(Dataset entries)
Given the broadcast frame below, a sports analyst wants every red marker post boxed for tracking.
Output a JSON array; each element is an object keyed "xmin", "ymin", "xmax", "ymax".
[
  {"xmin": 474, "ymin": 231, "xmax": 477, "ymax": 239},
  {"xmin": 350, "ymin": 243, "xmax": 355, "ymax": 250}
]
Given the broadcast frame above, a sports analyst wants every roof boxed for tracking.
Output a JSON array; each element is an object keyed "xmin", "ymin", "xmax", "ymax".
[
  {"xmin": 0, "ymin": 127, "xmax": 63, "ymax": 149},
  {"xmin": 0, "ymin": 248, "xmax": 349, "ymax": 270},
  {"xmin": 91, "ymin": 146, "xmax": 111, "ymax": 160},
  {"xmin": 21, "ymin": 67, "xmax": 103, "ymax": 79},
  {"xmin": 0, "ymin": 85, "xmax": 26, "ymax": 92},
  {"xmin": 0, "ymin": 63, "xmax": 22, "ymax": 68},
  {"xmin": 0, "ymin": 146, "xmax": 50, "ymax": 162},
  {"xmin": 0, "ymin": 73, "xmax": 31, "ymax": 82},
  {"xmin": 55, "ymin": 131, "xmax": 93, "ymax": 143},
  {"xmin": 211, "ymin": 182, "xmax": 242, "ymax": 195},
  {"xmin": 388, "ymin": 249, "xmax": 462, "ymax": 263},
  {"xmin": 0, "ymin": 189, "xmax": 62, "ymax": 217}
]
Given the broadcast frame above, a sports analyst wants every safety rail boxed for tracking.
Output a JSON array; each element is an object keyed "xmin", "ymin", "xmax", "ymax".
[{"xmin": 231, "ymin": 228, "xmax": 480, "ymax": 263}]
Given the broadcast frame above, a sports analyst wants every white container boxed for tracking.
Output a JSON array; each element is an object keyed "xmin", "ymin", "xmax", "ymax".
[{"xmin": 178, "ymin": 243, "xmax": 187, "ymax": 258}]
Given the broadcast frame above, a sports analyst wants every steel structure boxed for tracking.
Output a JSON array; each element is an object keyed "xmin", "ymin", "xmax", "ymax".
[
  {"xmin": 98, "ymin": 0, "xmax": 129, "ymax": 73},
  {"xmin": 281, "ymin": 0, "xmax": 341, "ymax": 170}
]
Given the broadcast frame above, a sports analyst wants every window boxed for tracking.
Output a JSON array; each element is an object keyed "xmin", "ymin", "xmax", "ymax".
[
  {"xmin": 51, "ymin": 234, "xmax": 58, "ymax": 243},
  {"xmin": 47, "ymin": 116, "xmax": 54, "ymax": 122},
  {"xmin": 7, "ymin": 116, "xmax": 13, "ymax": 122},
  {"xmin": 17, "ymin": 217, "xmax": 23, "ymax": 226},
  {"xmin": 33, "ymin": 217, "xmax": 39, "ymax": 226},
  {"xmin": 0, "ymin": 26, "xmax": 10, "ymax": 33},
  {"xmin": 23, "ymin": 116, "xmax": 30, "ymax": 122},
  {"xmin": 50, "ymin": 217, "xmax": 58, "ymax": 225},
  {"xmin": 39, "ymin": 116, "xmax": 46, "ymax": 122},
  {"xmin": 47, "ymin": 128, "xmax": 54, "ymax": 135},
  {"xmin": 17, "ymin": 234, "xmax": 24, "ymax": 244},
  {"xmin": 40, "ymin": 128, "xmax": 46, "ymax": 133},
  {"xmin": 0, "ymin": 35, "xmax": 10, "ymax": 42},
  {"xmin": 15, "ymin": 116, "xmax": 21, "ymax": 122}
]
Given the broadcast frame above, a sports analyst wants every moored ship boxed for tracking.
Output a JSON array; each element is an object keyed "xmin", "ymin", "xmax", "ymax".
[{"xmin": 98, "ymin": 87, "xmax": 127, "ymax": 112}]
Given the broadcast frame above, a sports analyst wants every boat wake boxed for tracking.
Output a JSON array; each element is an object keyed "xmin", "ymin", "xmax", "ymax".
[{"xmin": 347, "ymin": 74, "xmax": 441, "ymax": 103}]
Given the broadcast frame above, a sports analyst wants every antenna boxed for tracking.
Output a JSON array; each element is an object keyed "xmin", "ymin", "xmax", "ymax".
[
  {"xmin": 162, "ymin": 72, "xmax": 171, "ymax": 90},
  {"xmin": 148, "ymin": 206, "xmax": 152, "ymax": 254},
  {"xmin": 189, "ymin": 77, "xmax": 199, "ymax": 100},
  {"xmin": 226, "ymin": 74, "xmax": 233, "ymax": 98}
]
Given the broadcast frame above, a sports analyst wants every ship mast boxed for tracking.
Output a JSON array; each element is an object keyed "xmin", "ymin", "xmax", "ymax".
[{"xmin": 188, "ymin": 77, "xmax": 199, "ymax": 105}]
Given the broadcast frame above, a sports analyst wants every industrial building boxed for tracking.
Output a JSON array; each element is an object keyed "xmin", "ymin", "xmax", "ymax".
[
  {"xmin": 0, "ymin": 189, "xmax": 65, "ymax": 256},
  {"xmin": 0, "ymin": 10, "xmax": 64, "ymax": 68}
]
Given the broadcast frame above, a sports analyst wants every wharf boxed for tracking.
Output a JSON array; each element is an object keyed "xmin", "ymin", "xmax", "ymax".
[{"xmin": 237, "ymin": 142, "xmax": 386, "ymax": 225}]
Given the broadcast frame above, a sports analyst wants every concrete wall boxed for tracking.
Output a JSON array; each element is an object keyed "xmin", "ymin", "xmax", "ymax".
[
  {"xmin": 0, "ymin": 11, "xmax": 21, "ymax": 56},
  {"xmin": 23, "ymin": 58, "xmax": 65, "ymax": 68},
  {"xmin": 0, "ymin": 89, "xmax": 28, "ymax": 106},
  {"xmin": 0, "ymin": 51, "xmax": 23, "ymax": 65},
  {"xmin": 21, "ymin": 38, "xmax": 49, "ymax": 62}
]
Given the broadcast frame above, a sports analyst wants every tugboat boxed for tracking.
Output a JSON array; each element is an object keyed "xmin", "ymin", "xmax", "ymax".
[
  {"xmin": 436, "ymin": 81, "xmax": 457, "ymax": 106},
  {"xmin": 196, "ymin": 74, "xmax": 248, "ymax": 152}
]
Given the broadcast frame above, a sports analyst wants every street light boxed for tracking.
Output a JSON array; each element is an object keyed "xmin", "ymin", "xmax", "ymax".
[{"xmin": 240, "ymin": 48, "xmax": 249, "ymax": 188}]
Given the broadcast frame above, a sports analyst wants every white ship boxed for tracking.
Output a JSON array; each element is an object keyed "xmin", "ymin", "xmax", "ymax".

| WORK ORDER |
Take each record above and return it verbatim.

| SOLUTION TO THIS TASK |
Given the broadcast frame below, a sports analyst wants every red marker post boxed for tracking.
Output a JSON array; each element is an object keyed "xmin", "ymin", "xmax", "ymax".
[
  {"xmin": 474, "ymin": 231, "xmax": 477, "ymax": 239},
  {"xmin": 350, "ymin": 243, "xmax": 355, "ymax": 250}
]
Given the broadcast frame above, a sports analyst wants every roof boxed for tracking.
Output a JSON array; each element is an object keyed "xmin", "ymin", "xmax", "ymax".
[
  {"xmin": 0, "ymin": 127, "xmax": 63, "ymax": 149},
  {"xmin": 0, "ymin": 248, "xmax": 349, "ymax": 270},
  {"xmin": 91, "ymin": 146, "xmax": 111, "ymax": 160},
  {"xmin": 21, "ymin": 67, "xmax": 103, "ymax": 79},
  {"xmin": 0, "ymin": 85, "xmax": 26, "ymax": 92},
  {"xmin": 0, "ymin": 63, "xmax": 22, "ymax": 68},
  {"xmin": 0, "ymin": 146, "xmax": 50, "ymax": 162},
  {"xmin": 0, "ymin": 73, "xmax": 31, "ymax": 82},
  {"xmin": 55, "ymin": 131, "xmax": 93, "ymax": 143},
  {"xmin": 211, "ymin": 182, "xmax": 242, "ymax": 195},
  {"xmin": 388, "ymin": 249, "xmax": 462, "ymax": 263},
  {"xmin": 0, "ymin": 189, "xmax": 62, "ymax": 217}
]
Given the broadcast frame above, a sports analyst wants every safety rail boxed for tracking.
Output a JSON array; each element is an object keyed "xmin", "ymin", "xmax", "ymax".
[{"xmin": 231, "ymin": 228, "xmax": 480, "ymax": 263}]
Given the broadcast frame above, a sports analyst wants every white container boxed for tracking.
Output a JSON array; each element is an object keyed "xmin", "ymin", "xmax", "ymax".
[{"xmin": 178, "ymin": 243, "xmax": 187, "ymax": 258}]
Given the broadcast frame above, a sports analyst wants every steel structure boxed for tracking.
Output a JSON array; each element is an object keyed "xmin", "ymin", "xmax", "ymax".
[
  {"xmin": 98, "ymin": 0, "xmax": 129, "ymax": 73},
  {"xmin": 281, "ymin": 0, "xmax": 341, "ymax": 170}
]
Given the broadcast frame above, a sports analyst wants every window boxed for tracking.
Output a JSON array; each element is an object keyed "xmin", "ymin", "xmax", "ymax".
[
  {"xmin": 51, "ymin": 234, "xmax": 58, "ymax": 243},
  {"xmin": 47, "ymin": 116, "xmax": 54, "ymax": 122},
  {"xmin": 7, "ymin": 116, "xmax": 13, "ymax": 122},
  {"xmin": 17, "ymin": 217, "xmax": 23, "ymax": 226},
  {"xmin": 33, "ymin": 217, "xmax": 39, "ymax": 226},
  {"xmin": 0, "ymin": 26, "xmax": 10, "ymax": 33},
  {"xmin": 23, "ymin": 116, "xmax": 30, "ymax": 122},
  {"xmin": 50, "ymin": 217, "xmax": 58, "ymax": 225},
  {"xmin": 39, "ymin": 116, "xmax": 46, "ymax": 122},
  {"xmin": 47, "ymin": 128, "xmax": 54, "ymax": 135},
  {"xmin": 17, "ymin": 234, "xmax": 24, "ymax": 244},
  {"xmin": 40, "ymin": 128, "xmax": 46, "ymax": 133},
  {"xmin": 0, "ymin": 35, "xmax": 10, "ymax": 42},
  {"xmin": 15, "ymin": 116, "xmax": 21, "ymax": 122}
]
Given the broadcast frame above, a sports analyst wants every moored ship boxed for tracking.
Output a JSON array; each element is an object keyed "xmin", "ymin", "xmax", "ymax".
[{"xmin": 98, "ymin": 87, "xmax": 127, "ymax": 112}]
Given the broadcast frame above, a sports analyst wants every boat wake boxed for tracking.
Output a JSON array; each element is an object keyed "xmin", "ymin", "xmax", "ymax".
[{"xmin": 347, "ymin": 74, "xmax": 441, "ymax": 103}]
Given the broadcast frame above, a sports analyst wants every antenna boxed for tracking.
Output a JSON array; each element is an object keyed "xmin", "ymin", "xmax", "ymax".
[
  {"xmin": 162, "ymin": 72, "xmax": 171, "ymax": 90},
  {"xmin": 148, "ymin": 206, "xmax": 152, "ymax": 254},
  {"xmin": 189, "ymin": 77, "xmax": 199, "ymax": 100},
  {"xmin": 226, "ymin": 74, "xmax": 233, "ymax": 98}
]
Given the broadcast frame above, a sports analyst wants every ship mast boxed for tracking.
Output a JSON array; each element is an object keyed "xmin", "ymin", "xmax", "ymax".
[{"xmin": 188, "ymin": 77, "xmax": 199, "ymax": 105}]
Given the broadcast frame above, a sports analyst wants every industrial building boxed for tracking.
Output a JSON array; each element is an object keyed "xmin", "ymin", "xmax", "ymax".
[
  {"xmin": 0, "ymin": 189, "xmax": 65, "ymax": 256},
  {"xmin": 0, "ymin": 10, "xmax": 64, "ymax": 68}
]
Given the broadcast frame above, a sports analyst wants every wharf boxed for tracking.
Output a JSON array; each element is an object keyed "xmin", "ymin", "xmax", "ymax".
[{"xmin": 237, "ymin": 142, "xmax": 386, "ymax": 225}]
Given the broadcast frame above, a sports analyst wants every concrete wall boxed for tracking.
Output a JSON array; each element is an object keyed "xmin", "ymin", "xmax", "ymax".
[
  {"xmin": 0, "ymin": 11, "xmax": 21, "ymax": 56},
  {"xmin": 23, "ymin": 58, "xmax": 65, "ymax": 68},
  {"xmin": 0, "ymin": 89, "xmax": 28, "ymax": 106},
  {"xmin": 0, "ymin": 51, "xmax": 23, "ymax": 65},
  {"xmin": 21, "ymin": 38, "xmax": 49, "ymax": 62}
]
Given the broadcast frame above, a sports analyst wants every tugboat boxed for tracking.
Output a JSON array; each element is an object keyed "xmin", "ymin", "xmax", "ymax".
[
  {"xmin": 436, "ymin": 81, "xmax": 457, "ymax": 106},
  {"xmin": 196, "ymin": 74, "xmax": 248, "ymax": 152}
]
Given the broadcast frame above, a sports analyst wants every street light boxed for tracking.
Output a JSON array; each element is an object keyed "xmin", "ymin", "xmax", "ymax".
[{"xmin": 240, "ymin": 48, "xmax": 249, "ymax": 188}]
Given the broadcast frame above, a sports analyst wants every white ship boxed for tracking.
Output a JSON array; each element is an object keyed "xmin", "ymin", "xmax", "ymax".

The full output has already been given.